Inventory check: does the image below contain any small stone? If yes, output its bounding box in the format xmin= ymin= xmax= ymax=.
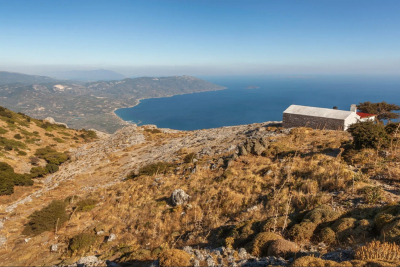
xmin=206 ymin=255 xmax=215 ymax=267
xmin=50 ymin=244 xmax=58 ymax=252
xmin=182 ymin=246 xmax=193 ymax=254
xmin=0 ymin=235 xmax=7 ymax=247
xmin=194 ymin=249 xmax=204 ymax=261
xmin=107 ymin=234 xmax=117 ymax=242
xmin=238 ymin=248 xmax=248 ymax=260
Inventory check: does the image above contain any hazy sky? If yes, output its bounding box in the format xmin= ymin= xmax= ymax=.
xmin=0 ymin=0 xmax=400 ymax=76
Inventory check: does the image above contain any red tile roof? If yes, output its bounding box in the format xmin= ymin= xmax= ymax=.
xmin=357 ymin=112 xmax=376 ymax=119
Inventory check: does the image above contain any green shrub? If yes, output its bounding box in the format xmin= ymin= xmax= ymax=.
xmin=46 ymin=163 xmax=59 ymax=173
xmin=289 ymin=222 xmax=318 ymax=241
xmin=0 ymin=127 xmax=8 ymax=134
xmin=362 ymin=186 xmax=384 ymax=204
xmin=128 ymin=161 xmax=173 ymax=178
xmin=76 ymin=198 xmax=98 ymax=211
xmin=385 ymin=122 xmax=400 ymax=135
xmin=251 ymin=232 xmax=282 ymax=257
xmin=69 ymin=233 xmax=97 ymax=254
xmin=0 ymin=107 xmax=13 ymax=119
xmin=14 ymin=134 xmax=22 ymax=140
xmin=348 ymin=122 xmax=389 ymax=149
xmin=53 ymin=137 xmax=65 ymax=143
xmin=17 ymin=151 xmax=28 ymax=156
xmin=35 ymin=147 xmax=68 ymax=165
xmin=320 ymin=227 xmax=336 ymax=244
xmin=0 ymin=175 xmax=14 ymax=196
xmin=303 ymin=205 xmax=340 ymax=224
xmin=144 ymin=129 xmax=162 ymax=134
xmin=22 ymin=200 xmax=68 ymax=235
xmin=0 ymin=137 xmax=26 ymax=150
xmin=0 ymin=162 xmax=33 ymax=195
xmin=183 ymin=153 xmax=196 ymax=163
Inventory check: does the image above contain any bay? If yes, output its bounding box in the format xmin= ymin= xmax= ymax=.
xmin=115 ymin=76 xmax=400 ymax=130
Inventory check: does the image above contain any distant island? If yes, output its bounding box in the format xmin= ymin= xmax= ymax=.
xmin=244 ymin=85 xmax=260 ymax=89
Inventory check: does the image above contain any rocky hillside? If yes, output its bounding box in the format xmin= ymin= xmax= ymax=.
xmin=0 ymin=118 xmax=400 ymax=266
xmin=0 ymin=107 xmax=97 ymax=204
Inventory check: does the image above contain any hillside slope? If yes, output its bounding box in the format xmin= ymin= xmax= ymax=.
xmin=0 ymin=122 xmax=400 ymax=266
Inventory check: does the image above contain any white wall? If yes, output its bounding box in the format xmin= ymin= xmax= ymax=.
xmin=344 ymin=112 xmax=361 ymax=131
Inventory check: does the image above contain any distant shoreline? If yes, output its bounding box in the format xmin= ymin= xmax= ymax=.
xmin=111 ymin=87 xmax=228 ymax=126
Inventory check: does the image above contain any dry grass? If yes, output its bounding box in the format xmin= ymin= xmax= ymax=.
xmin=0 ymin=129 xmax=397 ymax=266
xmin=355 ymin=241 xmax=400 ymax=261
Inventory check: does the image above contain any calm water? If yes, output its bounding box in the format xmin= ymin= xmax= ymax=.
xmin=116 ymin=76 xmax=400 ymax=130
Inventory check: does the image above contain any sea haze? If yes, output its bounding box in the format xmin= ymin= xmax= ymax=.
xmin=115 ymin=76 xmax=400 ymax=130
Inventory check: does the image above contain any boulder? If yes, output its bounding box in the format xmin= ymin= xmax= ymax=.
xmin=268 ymin=239 xmax=300 ymax=258
xmin=78 ymin=255 xmax=99 ymax=265
xmin=171 ymin=189 xmax=190 ymax=206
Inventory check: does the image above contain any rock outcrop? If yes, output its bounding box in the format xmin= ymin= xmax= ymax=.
xmin=171 ymin=189 xmax=190 ymax=206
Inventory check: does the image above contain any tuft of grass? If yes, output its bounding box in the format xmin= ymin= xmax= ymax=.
xmin=355 ymin=241 xmax=400 ymax=261
xmin=76 ymin=198 xmax=98 ymax=212
xmin=68 ymin=233 xmax=97 ymax=254
xmin=22 ymin=200 xmax=68 ymax=236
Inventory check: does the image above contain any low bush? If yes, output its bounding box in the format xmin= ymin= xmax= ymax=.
xmin=348 ymin=122 xmax=389 ymax=149
xmin=53 ymin=137 xmax=65 ymax=143
xmin=76 ymin=198 xmax=98 ymax=211
xmin=303 ymin=205 xmax=341 ymax=224
xmin=362 ymin=186 xmax=385 ymax=204
xmin=30 ymin=166 xmax=48 ymax=178
xmin=0 ymin=127 xmax=8 ymax=134
xmin=128 ymin=161 xmax=173 ymax=178
xmin=17 ymin=151 xmax=28 ymax=156
xmin=45 ymin=163 xmax=59 ymax=173
xmin=22 ymin=200 xmax=68 ymax=235
xmin=355 ymin=241 xmax=400 ymax=261
xmin=68 ymin=233 xmax=97 ymax=254
xmin=35 ymin=147 xmax=68 ymax=165
xmin=251 ymin=232 xmax=282 ymax=257
xmin=144 ymin=129 xmax=162 ymax=134
xmin=158 ymin=249 xmax=191 ymax=267
xmin=289 ymin=222 xmax=318 ymax=241
xmin=0 ymin=137 xmax=26 ymax=150
xmin=14 ymin=134 xmax=22 ymax=140
xmin=183 ymin=153 xmax=196 ymax=163
xmin=0 ymin=162 xmax=33 ymax=195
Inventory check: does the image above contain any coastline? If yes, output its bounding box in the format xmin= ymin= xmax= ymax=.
xmin=111 ymin=87 xmax=228 ymax=126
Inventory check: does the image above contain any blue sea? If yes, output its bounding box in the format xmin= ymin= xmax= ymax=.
xmin=115 ymin=76 xmax=400 ymax=130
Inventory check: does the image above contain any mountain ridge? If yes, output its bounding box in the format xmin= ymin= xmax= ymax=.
xmin=0 ymin=76 xmax=225 ymax=133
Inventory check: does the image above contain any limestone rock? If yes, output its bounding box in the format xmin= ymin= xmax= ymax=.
xmin=0 ymin=235 xmax=7 ymax=247
xmin=107 ymin=234 xmax=117 ymax=242
xmin=78 ymin=255 xmax=99 ymax=265
xmin=268 ymin=239 xmax=300 ymax=257
xmin=171 ymin=189 xmax=190 ymax=206
xmin=50 ymin=244 xmax=58 ymax=252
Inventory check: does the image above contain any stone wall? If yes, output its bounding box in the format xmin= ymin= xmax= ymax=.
xmin=283 ymin=113 xmax=344 ymax=130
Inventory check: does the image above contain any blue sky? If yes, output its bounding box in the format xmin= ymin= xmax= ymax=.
xmin=0 ymin=0 xmax=400 ymax=76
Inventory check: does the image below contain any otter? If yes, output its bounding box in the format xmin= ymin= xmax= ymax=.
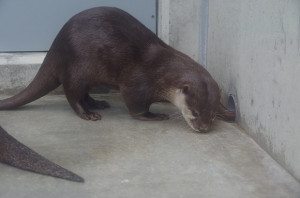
xmin=0 ymin=7 xmax=233 ymax=132
xmin=0 ymin=126 xmax=84 ymax=182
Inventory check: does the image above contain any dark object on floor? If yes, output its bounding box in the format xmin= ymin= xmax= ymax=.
xmin=0 ymin=126 xmax=84 ymax=182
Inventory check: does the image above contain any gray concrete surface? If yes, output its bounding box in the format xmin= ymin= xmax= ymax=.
xmin=0 ymin=94 xmax=300 ymax=198
xmin=207 ymin=0 xmax=300 ymax=181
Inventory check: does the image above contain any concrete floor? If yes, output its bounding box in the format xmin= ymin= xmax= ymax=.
xmin=0 ymin=94 xmax=300 ymax=198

THE REQUEST:
Copy all of the items above word for word, without the pictures.

EXERCISE OUTPUT:
Inventory check: does the image below contain any small stone? If yes, output its bounding box in the format xmin= ymin= xmax= ymax=.
xmin=206 ymin=255 xmax=215 ymax=267
xmin=50 ymin=244 xmax=58 ymax=252
xmin=182 ymin=246 xmax=193 ymax=254
xmin=0 ymin=235 xmax=7 ymax=247
xmin=194 ymin=249 xmax=204 ymax=261
xmin=107 ymin=234 xmax=117 ymax=242
xmin=238 ymin=248 xmax=248 ymax=260
Inventory check: does the image above contain any hazy sky? If yes, output its bounding box in the format xmin= ymin= xmax= ymax=.
xmin=0 ymin=0 xmax=400 ymax=76
Inventory check: does the image above contain any red tile roof? If yes, output its bounding box in the format xmin= ymin= xmax= ymax=.
xmin=357 ymin=112 xmax=376 ymax=119
Inventory check: does the image above contain any green shrub? If yes, output its bounding box in the format xmin= ymin= xmax= ymax=.
xmin=46 ymin=163 xmax=59 ymax=173
xmin=289 ymin=222 xmax=318 ymax=241
xmin=0 ymin=127 xmax=8 ymax=134
xmin=362 ymin=186 xmax=384 ymax=204
xmin=128 ymin=161 xmax=173 ymax=178
xmin=76 ymin=198 xmax=98 ymax=211
xmin=385 ymin=122 xmax=400 ymax=135
xmin=251 ymin=232 xmax=282 ymax=257
xmin=69 ymin=233 xmax=97 ymax=254
xmin=0 ymin=107 xmax=13 ymax=119
xmin=14 ymin=134 xmax=22 ymax=140
xmin=348 ymin=122 xmax=389 ymax=149
xmin=53 ymin=137 xmax=65 ymax=143
xmin=17 ymin=151 xmax=28 ymax=156
xmin=35 ymin=147 xmax=68 ymax=165
xmin=320 ymin=227 xmax=336 ymax=244
xmin=0 ymin=175 xmax=14 ymax=196
xmin=303 ymin=205 xmax=340 ymax=224
xmin=144 ymin=129 xmax=162 ymax=134
xmin=22 ymin=200 xmax=68 ymax=235
xmin=0 ymin=137 xmax=26 ymax=150
xmin=0 ymin=162 xmax=33 ymax=195
xmin=183 ymin=153 xmax=196 ymax=163
Inventory check: does the image above contain any bay? If yes, output its bounding box in the format xmin= ymin= xmax= ymax=.
xmin=115 ymin=76 xmax=400 ymax=130
Inventory check: does the image above contain any distant island? If yes, output its bounding box in the format xmin= ymin= xmax= ymax=.
xmin=244 ymin=85 xmax=260 ymax=89
Inventory check: does the image above contain any rocky hillside? If yes, output its bounding box in the format xmin= ymin= xmax= ymax=.
xmin=0 ymin=118 xmax=400 ymax=266
xmin=0 ymin=107 xmax=97 ymax=204
Inventory check: does the image above contain any hillside slope? If yes, output its bounding box in the format xmin= ymin= xmax= ymax=.
xmin=0 ymin=122 xmax=400 ymax=266
Inventory check: does the image above contain any white wall? If yes, output its bounding box in the format xmin= ymin= xmax= ymax=.
xmin=344 ymin=112 xmax=361 ymax=131
Inventory check: does the image above contain any distant shoreline? If yes, output its bounding box in the format xmin= ymin= xmax= ymax=.
xmin=111 ymin=87 xmax=228 ymax=126
Inventory check: does the image above contain any dry grass? If yes, output its bounding box in the format xmin= ymin= xmax= ymax=.
xmin=0 ymin=129 xmax=397 ymax=266
xmin=355 ymin=241 xmax=400 ymax=261
Inventory check: does the image above contain any calm water? If yes, output its bounding box in the format xmin= ymin= xmax= ymax=.
xmin=116 ymin=76 xmax=400 ymax=130
Inventory check: does the image above contain any sea haze? If yes, output its bounding box in the format xmin= ymin= xmax= ymax=.
xmin=115 ymin=76 xmax=400 ymax=130
Inventory check: does the image above contain any boulder? If yes, output its bounding box in the format xmin= ymin= xmax= ymax=.
xmin=268 ymin=239 xmax=300 ymax=258
xmin=78 ymin=255 xmax=99 ymax=265
xmin=171 ymin=189 xmax=190 ymax=206
Inventory check: does the image above contain any rock outcrop? If yes, output its bounding box in the format xmin= ymin= xmax= ymax=.
xmin=171 ymin=189 xmax=190 ymax=206
Inventory check: does the image above contain any tuft of grass? If yes, output its bounding box in the format xmin= ymin= xmax= ymax=.
xmin=355 ymin=241 xmax=400 ymax=261
xmin=76 ymin=198 xmax=98 ymax=212
xmin=68 ymin=233 xmax=97 ymax=254
xmin=22 ymin=200 xmax=68 ymax=236
Inventory check: does the image above contain any low bush? If yes, output its bounding box in the format xmin= ymin= xmax= ymax=.
xmin=348 ymin=122 xmax=389 ymax=149
xmin=53 ymin=137 xmax=65 ymax=143
xmin=76 ymin=198 xmax=98 ymax=211
xmin=303 ymin=205 xmax=341 ymax=224
xmin=362 ymin=186 xmax=385 ymax=204
xmin=30 ymin=166 xmax=48 ymax=178
xmin=0 ymin=127 xmax=8 ymax=134
xmin=128 ymin=161 xmax=173 ymax=178
xmin=17 ymin=151 xmax=28 ymax=156
xmin=45 ymin=163 xmax=59 ymax=173
xmin=22 ymin=200 xmax=68 ymax=235
xmin=355 ymin=241 xmax=400 ymax=261
xmin=68 ymin=233 xmax=97 ymax=254
xmin=35 ymin=147 xmax=68 ymax=165
xmin=251 ymin=232 xmax=282 ymax=257
xmin=144 ymin=129 xmax=162 ymax=134
xmin=158 ymin=249 xmax=191 ymax=267
xmin=289 ymin=222 xmax=318 ymax=241
xmin=0 ymin=137 xmax=26 ymax=150
xmin=14 ymin=134 xmax=22 ymax=140
xmin=183 ymin=153 xmax=196 ymax=163
xmin=0 ymin=162 xmax=33 ymax=195
Inventory check: does the image above contain any coastline? If yes, output its bounding box in the format xmin= ymin= xmax= ymax=.
xmin=111 ymin=87 xmax=228 ymax=126
Inventory check: does the image above contain any blue sea? If yes, output its bounding box in the format xmin= ymin= xmax= ymax=.
xmin=115 ymin=76 xmax=400 ymax=130
Inventory check: does the image above contain any mountain ridge? If yes, output its bounding box in the format xmin= ymin= xmax= ymax=.
xmin=0 ymin=76 xmax=225 ymax=133
Inventory check: does the image above contain any limestone rock? If yes, output its bounding box in the format xmin= ymin= xmax= ymax=.
xmin=0 ymin=235 xmax=7 ymax=247
xmin=107 ymin=234 xmax=117 ymax=242
xmin=78 ymin=255 xmax=99 ymax=265
xmin=268 ymin=239 xmax=300 ymax=257
xmin=171 ymin=189 xmax=190 ymax=206
xmin=50 ymin=244 xmax=58 ymax=252
Inventory check: does the image above contain any stone wall? If yes, output its bounding box in the format xmin= ymin= xmax= ymax=.
xmin=283 ymin=113 xmax=344 ymax=130
Inventory check: does the image above contain any blue sky? If yes, output its bounding box in the format xmin= ymin= xmax= ymax=.
xmin=0 ymin=0 xmax=400 ymax=76
Inventory check: does the image below contain any otter? If yes, output its bounding box in the format xmin= ymin= xmax= ymax=.
xmin=0 ymin=7 xmax=233 ymax=132
xmin=0 ymin=126 xmax=84 ymax=182
Inventory check: does the image above contain any dark object on floor? If yes, output its bounding box in the format xmin= ymin= xmax= ymax=.
xmin=0 ymin=126 xmax=84 ymax=182
Inventory check: does the image above contain any gray concrete surface? If yes, output its bounding box in the format xmin= ymin= xmax= ymax=.
xmin=0 ymin=94 xmax=300 ymax=198
xmin=207 ymin=0 xmax=300 ymax=181
Inventory check: does the image above contain any concrete floor? If yes, output its bounding box in the format xmin= ymin= xmax= ymax=.
xmin=0 ymin=94 xmax=300 ymax=198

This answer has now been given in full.